# [Given passage]
Start
Current node value (outer node)

• Return value from primary() and trickle back up

  {
      type: 'Literal',
      value: 10
  }
  

Current token: +

• Return to term() from call stack

  term() {
      let node = factor() // Finished, set result to node
  
      while (match('PLUS, MINUS')) {  // Current token matches, consume
          const operator = previous().lexeme  // +
          const right = factor()  // Next step
          node = { type: 'BinaryExpression', left: node, operator, right }
      }
  
      return node
  }
  

Current token: 2

• Similar to first step, hit a base case in primary()

• factor() --> unary() --> power() --> primary()

  {
      type: 'Literal',
      value: 2
  }
  

Current token: *

• Return to factor() from call stack

  factor() {
      let node = unary() // Finished, set result to node
  
      while (match('STAR', 'SLASH', 'DOUBLE_SLASH', 'PERCENT')) { // Matches
          const operator = previous().lexeme  // * 
          const right = unary() // Next step
          node = { type: 'BinaryExpression', left: node, operator, right }
      }
  
      return node
  }
  

Current token: 5

• Hit a base case in primary()
End
# [What this exercise asks]
1. List every value that follows the label "Current token:" in the parser walkthrough, in the order in which they appear.
2. Pick up the parser walkthrough immediately after its final line, "Hit a base case in primary()", and continue it in the same format.

# [Data supplied]
Start
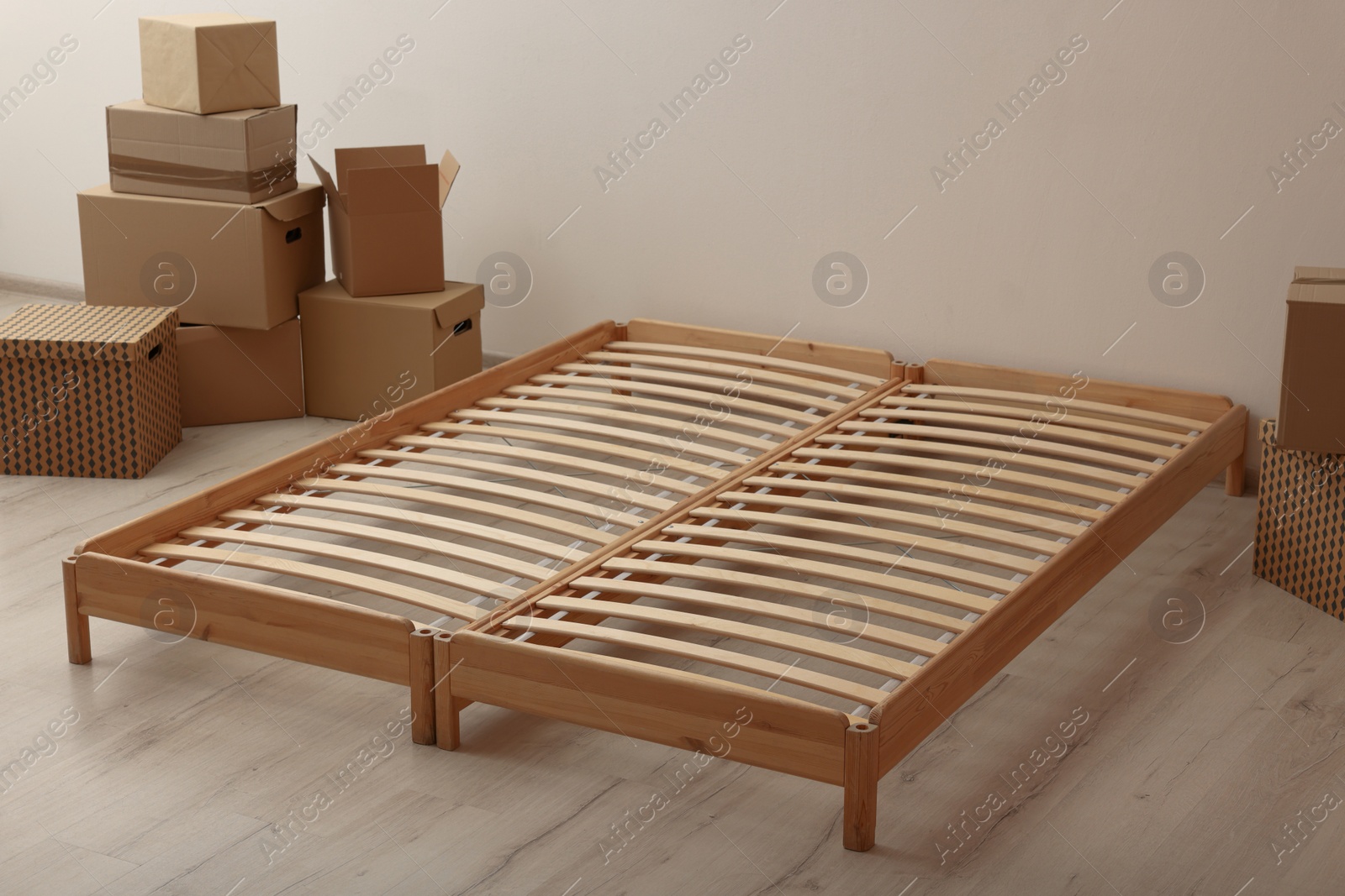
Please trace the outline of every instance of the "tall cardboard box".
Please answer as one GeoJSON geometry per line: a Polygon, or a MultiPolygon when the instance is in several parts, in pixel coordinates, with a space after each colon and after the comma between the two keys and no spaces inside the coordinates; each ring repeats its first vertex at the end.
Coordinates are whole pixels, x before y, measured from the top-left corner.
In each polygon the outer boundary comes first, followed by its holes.
{"type": "Polygon", "coordinates": [[[140,19],[140,85],[153,106],[208,114],[280,105],[276,23],[231,12],[140,19]]]}
{"type": "Polygon", "coordinates": [[[24,305],[0,321],[7,476],[139,480],[182,441],[178,313],[24,305]]]}
{"type": "Polygon", "coordinates": [[[334,279],[299,296],[308,414],[378,416],[482,371],[480,283],[356,298],[334,279]]]}
{"type": "Polygon", "coordinates": [[[108,169],[118,193],[243,206],[297,187],[295,106],[196,116],[140,99],[108,106],[108,169]]]}
{"type": "Polygon", "coordinates": [[[272,329],[178,328],[183,426],[304,415],[299,321],[272,329]]]}
{"type": "Polygon", "coordinates": [[[300,184],[256,206],[79,193],[85,301],[176,308],[186,324],[270,329],[323,282],[323,191],[300,184]]]}
{"type": "Polygon", "coordinates": [[[1345,619],[1345,451],[1293,451],[1262,420],[1252,574],[1345,619]]]}
{"type": "Polygon", "coordinates": [[[313,163],[330,201],[332,267],[355,297],[429,293],[444,285],[440,212],[459,164],[445,152],[425,164],[425,146],[336,150],[336,179],[313,163]]]}
{"type": "Polygon", "coordinates": [[[1279,446],[1345,454],[1345,267],[1295,267],[1287,305],[1279,446]]]}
End
# [Answers for the exercise]
1. +, 2, *, 5

2.
• factor() --> unary() --> power() --> primary()

• Set right to the result

  {
      type: 'Literal',
      value: 5
  }
  

Current node value (inner node)

• Notice how the first completed node describes the multiplication operation (highest precedence operation in our input)

  {
      type: 'BinaryExpression',
      left: {
          type: 'Literal',
          value: 2
      },
      operator: '*',
      right: {
          type: 'Literal',
          value: 5
      }
  }
  

Current token: -

• No more matches, return back to term() with result

  factor() {
      let node = unary() 
  
      while (match('STAR', 'SLASH', 'DOUBLE_SLASH', 'PERCENT')) { // No match
          const operator = previous().lexeme 
          const right = unary() 
          node = { type: 'BinaryExpression', left: node, operator, right } // New node
      }
  
      return node // Return new node
  }
  

Back to term call with result

• Finish computing factory(), return result

  term() {
      let node = factor() 
  
      while (match('PLUS, MINUS')) {
          const operator = previous().lexeme
          const right = factor()  // Set to new node
          node = { type: 'BinaryExpression', left: node, operator, right }
      }
  
      return node
  }
  

Current node value (outer node)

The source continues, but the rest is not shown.